* **SOURCE DATA**:
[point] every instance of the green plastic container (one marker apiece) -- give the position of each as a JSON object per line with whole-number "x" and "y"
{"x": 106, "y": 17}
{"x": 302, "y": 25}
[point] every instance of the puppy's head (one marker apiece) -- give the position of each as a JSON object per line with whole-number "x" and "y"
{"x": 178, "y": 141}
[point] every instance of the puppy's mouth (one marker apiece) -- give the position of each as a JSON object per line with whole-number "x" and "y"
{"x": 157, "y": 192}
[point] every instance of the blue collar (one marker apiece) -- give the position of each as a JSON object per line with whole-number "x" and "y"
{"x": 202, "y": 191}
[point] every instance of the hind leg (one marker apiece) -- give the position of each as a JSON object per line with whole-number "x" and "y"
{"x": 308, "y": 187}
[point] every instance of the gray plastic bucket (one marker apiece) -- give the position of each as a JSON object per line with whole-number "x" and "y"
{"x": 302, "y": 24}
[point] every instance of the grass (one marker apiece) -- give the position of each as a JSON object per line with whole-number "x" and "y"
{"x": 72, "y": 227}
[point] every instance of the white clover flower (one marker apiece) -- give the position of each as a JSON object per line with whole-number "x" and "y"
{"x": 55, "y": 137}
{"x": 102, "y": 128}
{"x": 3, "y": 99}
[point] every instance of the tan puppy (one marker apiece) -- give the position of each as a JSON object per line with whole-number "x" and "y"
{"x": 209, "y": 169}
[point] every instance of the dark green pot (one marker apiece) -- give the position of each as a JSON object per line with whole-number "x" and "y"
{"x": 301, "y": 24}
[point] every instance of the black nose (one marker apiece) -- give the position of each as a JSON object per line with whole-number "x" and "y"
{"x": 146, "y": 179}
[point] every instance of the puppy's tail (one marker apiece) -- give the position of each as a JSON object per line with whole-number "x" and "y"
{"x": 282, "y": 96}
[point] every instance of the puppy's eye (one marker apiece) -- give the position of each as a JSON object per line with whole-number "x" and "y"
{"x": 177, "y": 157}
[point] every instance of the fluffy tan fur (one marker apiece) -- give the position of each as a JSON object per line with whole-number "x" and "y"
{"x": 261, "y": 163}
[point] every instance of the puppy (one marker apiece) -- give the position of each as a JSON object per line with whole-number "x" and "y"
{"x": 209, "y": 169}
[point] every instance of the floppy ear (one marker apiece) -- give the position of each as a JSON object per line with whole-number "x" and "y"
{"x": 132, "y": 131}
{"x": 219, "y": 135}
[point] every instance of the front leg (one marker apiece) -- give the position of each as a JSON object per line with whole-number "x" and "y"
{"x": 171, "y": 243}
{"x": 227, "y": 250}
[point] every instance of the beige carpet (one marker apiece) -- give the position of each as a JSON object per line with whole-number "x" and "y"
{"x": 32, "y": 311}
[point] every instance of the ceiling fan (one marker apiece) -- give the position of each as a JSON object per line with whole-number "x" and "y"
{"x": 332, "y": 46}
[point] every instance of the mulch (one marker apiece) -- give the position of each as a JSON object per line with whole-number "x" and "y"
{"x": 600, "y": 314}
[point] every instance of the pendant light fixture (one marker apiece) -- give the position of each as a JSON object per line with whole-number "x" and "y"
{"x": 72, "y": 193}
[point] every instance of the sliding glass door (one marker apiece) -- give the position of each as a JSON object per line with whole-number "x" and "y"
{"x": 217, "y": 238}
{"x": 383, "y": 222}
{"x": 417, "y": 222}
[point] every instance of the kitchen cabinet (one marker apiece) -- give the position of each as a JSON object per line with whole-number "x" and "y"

* **EXERCISE TASK**:
Copy each entry exactly, with nothing added or dropped.

* **RESPONSE TO THIS EXERCISE**:
[point] every instance of the green plastic container (one marker apiece) -- give the position of each as a JSON object per line with whole-number "x" and "y"
{"x": 106, "y": 17}
{"x": 302, "y": 25}
[point] every instance of the puppy's head (one marker apiece) -- give the position of each as a JSON object per line with whole-number "x" and "y"
{"x": 178, "y": 141}
[point] every instance of the puppy's mouth (one marker apiece) -- give the position of each as a JSON object per line with whole-number "x" and "y"
{"x": 157, "y": 192}
[point] every instance of the blue collar (one marker apiece) -- give the position of each as a JSON object per line with whole-number "x" and "y"
{"x": 202, "y": 191}
[point] every instance of the hind leg (one marker apiece) -- give the position of each as a JSON object per line with whole-number "x" and "y"
{"x": 308, "y": 187}
[point] every instance of the gray plastic bucket (one marker apiece) -- give the position of each as a JSON object per line with whole-number "x" and "y"
{"x": 302, "y": 24}
[point] every instance of the grass (one marker apiece) -- give the position of each as a JSON object per line with whole-number "x" and "y"
{"x": 72, "y": 227}
[point] every instance of the white clover flower (one marker apiece) -- give the position of each as a JSON object per line with whole-number "x" and "y"
{"x": 55, "y": 137}
{"x": 102, "y": 128}
{"x": 3, "y": 99}
[point] every instance of the tan puppy (one marker apiece) -- give the position of each as a JSON object per line with whole-number "x" and "y"
{"x": 209, "y": 169}
[point] every instance of the dark green pot (one marker apiece) -- give the position of each as a JSON object per line with whole-number "x" and "y"
{"x": 301, "y": 24}
[point] every instance of the black nose (one marker apiece) -- give the position of each as a JSON object per line with whole-number "x" and "y"
{"x": 146, "y": 179}
[point] every instance of the puppy's tail (one marker apiece) -- give the position of each as a JSON object per line with whole-number "x" and "y"
{"x": 282, "y": 96}
[point] every instance of the puppy's eye (one marker apiece) -- give the position of each as a JSON object per line with whole-number "x" and "y"
{"x": 177, "y": 157}
[point] every instance of the fluffy tan fur (one marker apiece) -- give the position of each as a JSON object per line with whole-number "x" and "y"
{"x": 261, "y": 163}
[point] every instance of the puppy (one marker apiece) -- give the position of each as a JSON object per line with whole-number "x" and "y"
{"x": 209, "y": 169}
[point] every instance of the floppy ear (one marker apiece) -- give the position of each as a JSON object per line with whole-number "x" and "y"
{"x": 132, "y": 131}
{"x": 219, "y": 135}
[point] every instance of the front leg (one marker apiece) -- give the position of each as a JSON object per line with whole-number "x" and "y"
{"x": 171, "y": 243}
{"x": 227, "y": 250}
[point] every instance of the beige carpet (one marker apiece) -- give the position of each as a JSON object per line with whole-number "x" and "y"
{"x": 32, "y": 311}
[point] every instance of the ceiling fan (one marker apiece) -- give the position of each as a JSON object per line with whole-number "x" and "y"
{"x": 332, "y": 46}
[point] every instance of the mulch (one marker apiece) -- give the position of each as a JSON object per line with whole-number "x" and "y"
{"x": 600, "y": 314}
[point] every instance of the pendant light fixture (one marker apiece) -- give the position of each as a JSON object per line with whole-number "x" and "y"
{"x": 72, "y": 193}
[point] every instance of the sliding glass door (one marker apiece) -- give the position of each as a JSON object per line with whole-number "x" and "y"
{"x": 217, "y": 238}
{"x": 383, "y": 222}
{"x": 417, "y": 222}
[point] every instance of the kitchen cabinet (one marker apiece) -- give the position of each as a JSON object per line with whole-number "x" and "y"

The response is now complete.